** Assigned task 1 **
In the Hünfelder SV history, how many goals did Norbert Fladung score in the 1963–64 season?
** Assigned task 2 **
Write out the passage from the Hünfelder SV history starting with "The club entered" and going on through "the new Bundesliga.".

** Given text **

The club entered a short hibernation, lasting until September 1945, when a club meeting re-ignited activity within the Hünfelder SV.

===1945 to present===
Re-entering competitive football, the club at first played in the local A-Klasse, earning promotion to the Bezirksklasse in 1948, then the second-highest league in Hesse. The club remained in this league until 1962, when it achieved promotion to the Hessenliga, the highest league in the state and the third tier of German football in those days. In its first season on this level, 1962–63, the club did rather well finishing fifth out of 16 teams. Additionally, the club managed to win the Hesse Cup in this season. It was also the last season before introduction of the new Bundesliga.

The 1963–64 season was not quite as successful but with Norbert Fladung the club had the best goal scorer in the league with 34 goals. From then on, the HSV had to play against relegation in its league, which became a fact in 1967, when the club had to drop down to the Landesliga Hessen-Nord (IV). In this league, the team spent only one season before returning to the Amateurliga Hessen. In 1970, the club was once more relegated from this league and would not be able to return to it for 33 years.

The club played the next nine seasons as a mid-table side in the Landesliga before suffering another relegation in 1979. In 1982, it returned to the Landesliga Nord for three seasons, being relegated again in 1985. After one season, it managed to regain its Landesliga status. The fortunes of the club started to improve again, climbing up in the table season by season, culminating in two second-place finishes in 1990 and 1991. Missing out on promotion both times, the HSV fell back in the season standings again and was relegated in 1998 once more. After two seasons in the Bezirksoberliga Fulda, it returned to the Landesliga. From 2000 onwards, the club had an impressive run in this league, finishing in the top-four in all seven seasons. After a league championship in 2003, a return to the Hessenliga, now the fourth tier of the German league system, was an unsuccessful experience, being relegated straight away again. In 2008, the club once more achieved promotion to the highest league in the state through a second-place finish in the Landesliga.

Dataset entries
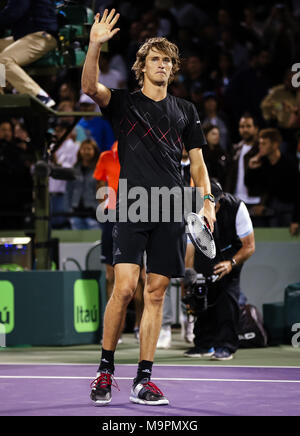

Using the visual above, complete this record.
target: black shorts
[113,222,186,278]
[101,221,115,265]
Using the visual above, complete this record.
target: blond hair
[132,37,180,87]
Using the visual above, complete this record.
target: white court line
[0,375,300,383]
[0,360,300,369]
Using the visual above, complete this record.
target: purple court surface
[0,364,300,417]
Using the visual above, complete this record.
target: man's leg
[0,32,57,96]
[134,267,146,341]
[130,273,170,406]
[90,263,140,406]
[102,263,140,351]
[140,273,170,362]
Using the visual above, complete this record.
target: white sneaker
[156,326,172,349]
[184,320,195,344]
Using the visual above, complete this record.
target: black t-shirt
[102,89,206,191]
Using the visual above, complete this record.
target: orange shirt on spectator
[94,141,120,209]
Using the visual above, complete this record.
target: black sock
[134,360,153,384]
[98,348,115,374]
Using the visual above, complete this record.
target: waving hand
[90,9,120,44]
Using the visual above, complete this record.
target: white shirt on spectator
[49,138,79,194]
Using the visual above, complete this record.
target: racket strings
[189,216,216,259]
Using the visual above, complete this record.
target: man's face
[259,138,277,156]
[143,48,173,86]
[239,118,257,142]
[0,123,13,142]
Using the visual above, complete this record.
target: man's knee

** Final answer 1 **
34 goals.

** Final answer 2 **
The club entered a short hibernation, lasting until September 1945, when a club meeting re-ignited activity within the Hünfelder SV.

===1945 to present===
Re-entering competitive football, the club at first played in the local A-Klasse, earning promotion to the Bezirksklasse in 1948, then the second-highest league in Hesse. The club remained in this league until 1962, when it achieved promotion to the Hessenliga, the highest league in the state and the third tier of German football in those days. In its first season on this level, 1962–63, the club did rather well finishing fifth out of 16 teams. Additionally, the club managed to win the Hesse Cup in this season. It was also the last season before introduction of the new Bundesliga.